Problem to work on -
Your task is to restate the data word for word.

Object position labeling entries
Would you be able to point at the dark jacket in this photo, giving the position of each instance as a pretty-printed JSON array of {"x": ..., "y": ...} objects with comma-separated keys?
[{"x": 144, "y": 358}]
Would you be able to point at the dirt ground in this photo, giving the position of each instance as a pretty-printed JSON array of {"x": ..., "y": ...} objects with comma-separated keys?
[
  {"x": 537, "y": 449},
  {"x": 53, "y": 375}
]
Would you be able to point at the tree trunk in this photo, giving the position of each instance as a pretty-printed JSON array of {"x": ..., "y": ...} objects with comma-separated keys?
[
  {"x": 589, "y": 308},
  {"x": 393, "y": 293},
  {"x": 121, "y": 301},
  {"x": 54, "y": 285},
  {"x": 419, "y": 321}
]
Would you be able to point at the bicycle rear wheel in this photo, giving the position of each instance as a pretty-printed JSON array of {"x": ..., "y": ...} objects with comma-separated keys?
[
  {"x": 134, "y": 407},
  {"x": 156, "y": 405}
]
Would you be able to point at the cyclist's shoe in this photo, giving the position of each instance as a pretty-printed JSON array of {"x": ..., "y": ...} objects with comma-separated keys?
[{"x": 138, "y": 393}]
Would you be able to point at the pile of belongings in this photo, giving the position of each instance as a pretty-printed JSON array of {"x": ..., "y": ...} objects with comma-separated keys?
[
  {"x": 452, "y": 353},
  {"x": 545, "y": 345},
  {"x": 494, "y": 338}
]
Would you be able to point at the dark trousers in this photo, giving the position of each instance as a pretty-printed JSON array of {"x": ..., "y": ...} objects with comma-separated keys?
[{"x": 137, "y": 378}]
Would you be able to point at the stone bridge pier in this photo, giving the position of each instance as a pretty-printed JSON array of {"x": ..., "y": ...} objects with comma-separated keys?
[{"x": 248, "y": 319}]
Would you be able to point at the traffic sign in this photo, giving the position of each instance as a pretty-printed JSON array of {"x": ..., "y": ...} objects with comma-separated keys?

Problem solution -
Would you be able to point at the dark jacket in this photo, giving the position of each instance as a pretty-printed JSON array of {"x": ..., "y": ...} objects with comma-separated keys?
[{"x": 144, "y": 358}]
Would you be able to point at the dirt ground in this photo, giving the position of each instance as a pretty-printed JSON array of {"x": ..., "y": ...} objects with comma-separated keys?
[
  {"x": 537, "y": 449},
  {"x": 53, "y": 375}
]
Would you be able to point at the tree trunk in this photo, giving the position of each instance as a pretty-printed JSON array of {"x": ..., "y": ...} objects with comma-separated keys?
[
  {"x": 589, "y": 308},
  {"x": 393, "y": 293},
  {"x": 121, "y": 301},
  {"x": 54, "y": 285},
  {"x": 419, "y": 321}
]
Would you be able to point at the bicycle rear wheel in this photo, giving the position of each instance as a pretty-printed JSON array of {"x": ..., "y": ...} objects with comma-separated keys?
[
  {"x": 134, "y": 407},
  {"x": 156, "y": 405}
]
Would you be able to point at the cyclist's shoe in this photo, giving the position of each instance as a pretty-printed JSON array of {"x": ..., "y": ...} objects with comma-separated keys?
[{"x": 138, "y": 393}]
Would you be able to point at the pile of belongings in this photo, giving the position of each instance as a pretty-printed JSON array of {"x": ..., "y": ...} objects with comma-separated keys?
[
  {"x": 452, "y": 353},
  {"x": 545, "y": 345},
  {"x": 494, "y": 338}
]
Would you be able to point at the dark trousers in this photo, giving the position of each instance as a pretty-printed JSON array of {"x": ..., "y": ...} objects with comma-separated keys?
[{"x": 137, "y": 378}]
Would you be able to point at the stone bridge pier in this photo, giving the position of each instance as a pretty-printed JSON array of {"x": ..., "y": ...} objects with comma-separated keys?
[{"x": 248, "y": 319}]
Would you be able to point at the traffic sign in this photo, giving the position of each instance as a pretty-printed JSON array of {"x": ..., "y": ...} objects with comma-separated keys?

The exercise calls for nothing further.